### [Provided text]
- - - -

SDGs_logoThe Sustainable Development Goals (SDGs) represent the most ambitious — as well as expensive — global development framework in history. The framework sets specific targets in seventeen areas, from ending poverty in all its forms (Goal 1), to combating climate change and its impacts (Goal 13), to achieving gender equality (Goal 5). But with an estimated annual price tag of $3.5 trillion, it's clear that governments alone cannot finance the SDGs and hope to achieve the framework's 2030 targets. With that in mind, all stakeholders within the development ecosystem, including private and philanthropic actors, need to step in and step up their contributions. Our research shows that while the philanthropic sector has been doing its part, it can do much more.

Foundation Center has been tracking philanthropy's support for the Sustainable Development Goals since the beginning. Our data shows that foundations have contributed more than $50 billion toward achieving the SDGs since January 2016, when the SDG agenda was formally launched, and we are tracking that number in real time — i.e., as more grantmaking data becomes available, we immediately make more SDG-related funding data available. Pretty cool! (NB: We can only track what we can collect, so if we don't have your data, we can't account for your contribution.) Using this "latest available data approach," we can confirm that philanthropy has been and will continue to play a crucial role in financing and driving the SDGs.

- - - -

### [Short exercise 1]
Give the number of lines in the listing that contain the string "query", and nothing else.
The listing that comes next has no connection to the text on philanthropy and the SDGs.

(Stored items)
- - - -

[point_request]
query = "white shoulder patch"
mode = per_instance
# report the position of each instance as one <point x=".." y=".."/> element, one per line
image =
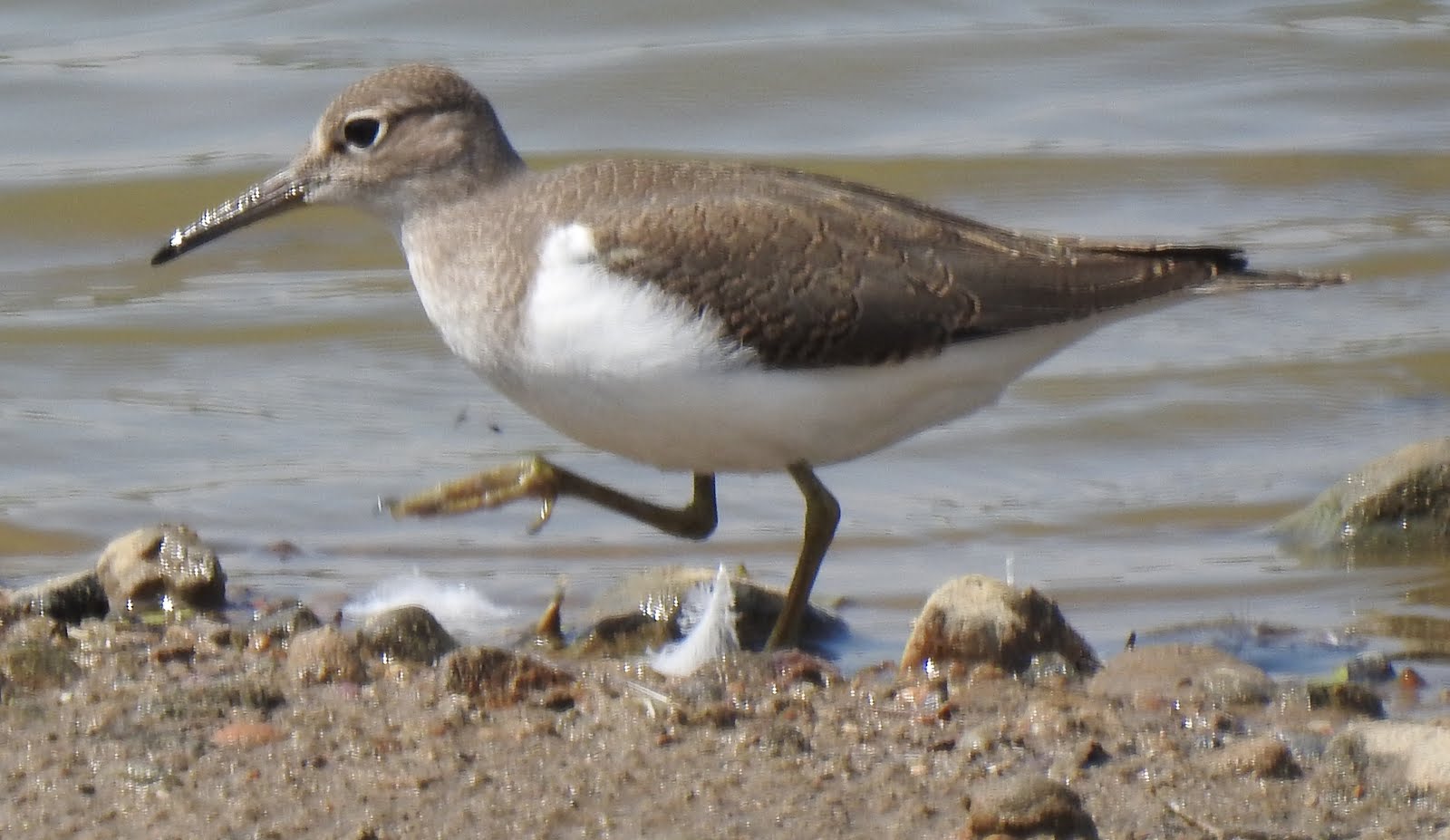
<point x="582" y="318"/>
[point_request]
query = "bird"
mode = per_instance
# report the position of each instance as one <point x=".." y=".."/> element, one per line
<point x="698" y="315"/>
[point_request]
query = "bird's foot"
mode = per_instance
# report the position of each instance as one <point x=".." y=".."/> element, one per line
<point x="529" y="479"/>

- - - -

### [Short exercise 2]
According to the text on philanthropy and the SDGs, how much have foundations contributed toward achieving the SDGs since January 2016?

### [Written reply 1]
3

### [Written reply 2]
More than $50 billion.